Text to read
We still have a lot of information Rather than creating a single plot with points for each region, we may want to create multiple plot, where each plot shows the data for a single region.

ggplot2 has a special technique called faceting that allows the user to split one plot into multiple plots based on a factor included in the dataset. We will use it to split our plot of CIVILSTAND against time, by OMRÅDE, so each region has its own panel in a multi-panel plot:

R 

plot_data %>%
    ggplot(aes(x = TID, y = INDHOLD, color = CIVILSTAND)) +
    geom_point() +
    facet_wrap(~OMRÅDE)

Click the “Zoom” button in your RStudio plots pane to view a larger version of this plot.

Boxplot

We can use boxplots to visualize the distribution of observations for each CIVILSTAND:

R 

plot_data %>%
    ggplot(aes(x = CIVILSTAND, y = INDHOLD)) +
    geom_boxplot()

Let us be frank - a boxplot of these aggregated data is not really that useful. Boxplots are however so useful, that it is relevant to show how they are made.

Material provided
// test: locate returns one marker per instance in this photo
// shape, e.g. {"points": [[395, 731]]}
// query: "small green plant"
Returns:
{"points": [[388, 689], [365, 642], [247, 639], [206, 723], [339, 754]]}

Task set
[A] In the ggplot2 text, what is the technique that splits one plot into multiple plots based on a factor in the dataset?
[B] Return the stretch of the ggplot2 text from "We still have" through "of this plot.", copied verbatim.

Answers to the exercises
[A] Faceting.

[B]
We still have a lot of information Rather than creating a single plot with points for each region, we may want to create multiple plot, where each plot shows the data for a single region.

ggplot2 has a special technique called faceting that allows the user to split one plot into multiple plots based on a factor included in the dataset. We will use it to split our plot of CIVILSTAND against time, by OMRÅDE, so each region has its own panel in a multi-panel plot:

R 

plot_data %>%
    ggplot(aes(x = TID, y = INDHOLD, color = CIVILSTAND)) +
    geom_point() +
    facet_wrap(~OMRÅDE)

Click the “Zoom” button in your RStudio plots pane to view a larger version of this plot.